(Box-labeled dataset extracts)
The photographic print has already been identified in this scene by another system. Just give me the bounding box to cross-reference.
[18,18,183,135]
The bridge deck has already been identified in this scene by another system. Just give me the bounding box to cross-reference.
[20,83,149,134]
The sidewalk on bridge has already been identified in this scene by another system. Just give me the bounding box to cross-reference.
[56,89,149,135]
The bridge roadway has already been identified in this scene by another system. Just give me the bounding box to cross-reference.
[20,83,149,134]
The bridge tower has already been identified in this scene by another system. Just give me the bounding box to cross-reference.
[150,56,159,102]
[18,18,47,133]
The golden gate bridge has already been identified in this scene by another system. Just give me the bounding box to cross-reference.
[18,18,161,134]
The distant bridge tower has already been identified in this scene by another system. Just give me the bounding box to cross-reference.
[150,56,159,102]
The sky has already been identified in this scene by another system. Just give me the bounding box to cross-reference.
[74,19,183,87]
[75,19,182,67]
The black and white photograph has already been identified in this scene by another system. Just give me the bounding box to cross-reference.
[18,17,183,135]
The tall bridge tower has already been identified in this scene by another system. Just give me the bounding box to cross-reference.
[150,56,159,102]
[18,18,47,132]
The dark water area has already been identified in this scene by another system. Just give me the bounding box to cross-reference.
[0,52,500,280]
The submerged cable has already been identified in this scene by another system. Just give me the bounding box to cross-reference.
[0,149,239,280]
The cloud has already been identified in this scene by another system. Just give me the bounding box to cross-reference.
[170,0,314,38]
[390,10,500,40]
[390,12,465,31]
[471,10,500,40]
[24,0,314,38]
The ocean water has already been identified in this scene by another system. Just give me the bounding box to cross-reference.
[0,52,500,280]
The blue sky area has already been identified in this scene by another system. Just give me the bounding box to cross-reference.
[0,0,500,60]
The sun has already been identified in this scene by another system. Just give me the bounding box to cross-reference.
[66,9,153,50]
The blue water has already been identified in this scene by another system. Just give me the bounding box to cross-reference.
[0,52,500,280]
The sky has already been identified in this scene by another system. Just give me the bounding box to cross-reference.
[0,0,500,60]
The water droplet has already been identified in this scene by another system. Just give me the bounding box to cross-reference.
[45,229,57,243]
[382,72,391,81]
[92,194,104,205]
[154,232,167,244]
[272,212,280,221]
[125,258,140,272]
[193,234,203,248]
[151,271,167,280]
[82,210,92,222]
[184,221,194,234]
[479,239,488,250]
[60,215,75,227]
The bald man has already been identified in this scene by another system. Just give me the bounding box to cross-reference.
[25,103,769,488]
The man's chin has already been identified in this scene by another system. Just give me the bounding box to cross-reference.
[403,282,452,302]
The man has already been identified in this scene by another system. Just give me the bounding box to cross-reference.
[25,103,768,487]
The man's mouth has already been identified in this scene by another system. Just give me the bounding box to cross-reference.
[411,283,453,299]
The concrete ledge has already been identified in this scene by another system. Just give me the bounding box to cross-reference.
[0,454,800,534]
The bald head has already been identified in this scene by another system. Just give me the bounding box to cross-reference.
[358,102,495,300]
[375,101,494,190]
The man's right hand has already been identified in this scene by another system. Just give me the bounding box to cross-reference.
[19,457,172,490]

** INSTRUCTIONS FOR THE TASK **
Format every line of the records above as a JSON list of strings, one string per line, omitting any blank lines.

** RESULT BELOW **
[
  "The photographic print has already been identified in this scene by another system. Just give me the bounding box to cross-reference.",
  "[18,18,183,135]",
  "The bridge deck has already been identified in this scene by another system. Just give me the bounding box to cross-reference.",
  "[20,83,149,134]",
  "The sidewalk on bridge has already been identified in this scene by another system. Just give me the bounding box to cross-reference.",
  "[56,89,149,135]",
  "The bridge roadway has already been identified in this scene by another system. Just give me the bounding box to cross-reference.",
  "[20,83,149,134]",
  "The bridge tower has already been identified in this scene by another system. Just give me the bounding box to cross-reference.",
  "[150,56,159,102]",
  "[18,18,47,133]",
  "The golden gate bridge has already been identified in this scene by another system. Just give me the bounding box to cross-reference.",
  "[18,18,161,134]",
  "The distant bridge tower has already been identified in this scene by another system. Just give me the bounding box to cross-reference.",
  "[150,56,159,102]",
  "The sky has already been identified in this scene by another system. Just give me the bounding box to cross-reference.",
  "[74,19,183,87]",
  "[75,19,182,67]",
  "The black and white photograph has already been identified in this scene by another system. Just give me the bounding box to cross-reference.",
  "[18,17,183,135]",
  "The tall bridge tower has already been identified in this scene by another system. Just give me the bounding box to cross-reference.",
  "[150,56,159,102]",
  "[18,18,47,132]",
  "The dark water area has already been identified in this scene by another system. Just give me the bounding box to cross-reference.",
  "[0,52,500,280]",
  "The submerged cable has already been identified in this scene by another system. Just give me the bounding box to cross-reference.",
  "[0,149,239,280]",
  "The cloud has already been identified in this scene by another system. Just give me the bounding box to cross-reference.",
  "[170,0,314,38]",
  "[390,10,500,40]",
  "[390,12,465,31]",
  "[471,10,500,40]",
  "[24,0,314,38]",
  "The ocean water has already been identified in this scene by another system. Just give me the bounding box to cross-reference.",
  "[0,52,500,280]",
  "The blue sky area has already been identified in this scene by another system. Just give me the bounding box to cross-reference.",
  "[0,0,500,60]",
  "The sun has already been identified in this scene by another system. Just give me the bounding box to cross-reference.",
  "[66,9,153,50]",
  "The blue water has already been identified in this scene by another system. Just give me the bounding box to cross-reference.",
  "[0,52,500,280]",
  "The sky has already been identified in this scene by another system. Just give me the bounding box to cross-reference.",
  "[0,0,500,60]",
  "The water droplet has already been identified in this scene by another system. Just give me the bounding box to cross-reference.",
  "[45,229,57,243]",
  "[382,72,391,81]",
  "[92,194,104,205]",
  "[154,232,167,244]",
  "[272,212,280,221]",
  "[125,258,140,272]",
  "[193,234,203,248]",
  "[151,271,167,280]",
  "[82,210,92,222]",
  "[184,221,194,234]",
  "[479,239,488,250]",
  "[60,215,75,227]",
  "The bald man has already been identified in this scene by another system. Just give me the bounding box to cross-reference.",
  "[25,103,769,488]",
  "The man's chin has already been identified in this scene by another system. Just give me the bounding box to cross-reference.",
  "[403,282,452,302]",
  "The man has already been identified in this scene by another system. Just give me the bounding box to cross-reference.",
  "[25,103,768,487]",
  "The man's mouth has already been identified in this scene by another system. Just give me the bounding box to cross-reference.",
  "[411,283,453,299]",
  "The concrete ledge has already been identified in this scene by another system. Just give me the bounding box to cross-reference.",
  "[0,454,800,534]",
  "The bald head has already been identified in this scene by another system. Just give me the bounding box to cross-reference.",
  "[358,102,495,300]",
  "[375,101,494,190]",
  "The man's right hand has already been identified in this scene by another system. Just give me the bounding box to cross-reference.",
  "[19,457,172,490]"
]